*Stated goal*
In the text about the bliss blog generator, translate this sentence into Spanish: "Be sure to edit the RSS meta url or else your feed won't validate!"

*Excerpted passage*
--- begin ---

Blog it simple, stupid!
bliss
is a moderately minimal blog generator, with a build script below 100 lines of shell. It's forked from Bradley Taunt's barf, and keeps things mostly the same while adding in a few little creature comforts for my own use.
- Extremely portable
- Automatic, valid RSS generation
- Handles both blog posts and normal pages
- No front matter or templating, just create markdown files
- rsync
- smu (see below)
- entr (optional)
- standard UNIX tools
Clone this repo and navigate inside it. Edit the "header.html" and "footer.html" files with your own information, navigation, etc.
Be sure to edit the RSS meta url or else your feed won't validate!
Then, clone and build Bradley Taunt's version of smu:
git clone https://git.sr.ht/~bt/smu
cd smu
sudo make install
Then clone this directory and build:
make build
Your blog content will be in the docs
directory.
Now you can delete the dummy posts/pages and start making your own!
Media (such as images, videos) are placed in the public
folder and carried over to the docs
folder via rsync. You can easily remove this altogether inside the main bliss
script if you plan to store media elsewhere (or not use any at all).
Important Note: bliss
, as configured in this repository, expects to be served from <domain>/bliss
. You will likely need to change some values in index.html
if you're serving it from the root of your domain.
The first line of any markdown file inside your posts
directory should start with a h1 heading, then a line break, then the date in YYYY-MM-DD
format.
Like so:
# This is the Post Title
2023-01-05
Changing this structure or date format will break things or require you to edit the bliss
script accordingly.

--- end ---

*Data excerpts*
--- begin ---

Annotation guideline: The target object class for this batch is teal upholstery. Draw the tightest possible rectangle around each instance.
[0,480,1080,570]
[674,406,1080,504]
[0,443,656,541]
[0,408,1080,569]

--- end ---

*Result for this task*
¡Asegúrate de editar la URL meta del RSS o, de lo contrario, tu feed no pasará la validación!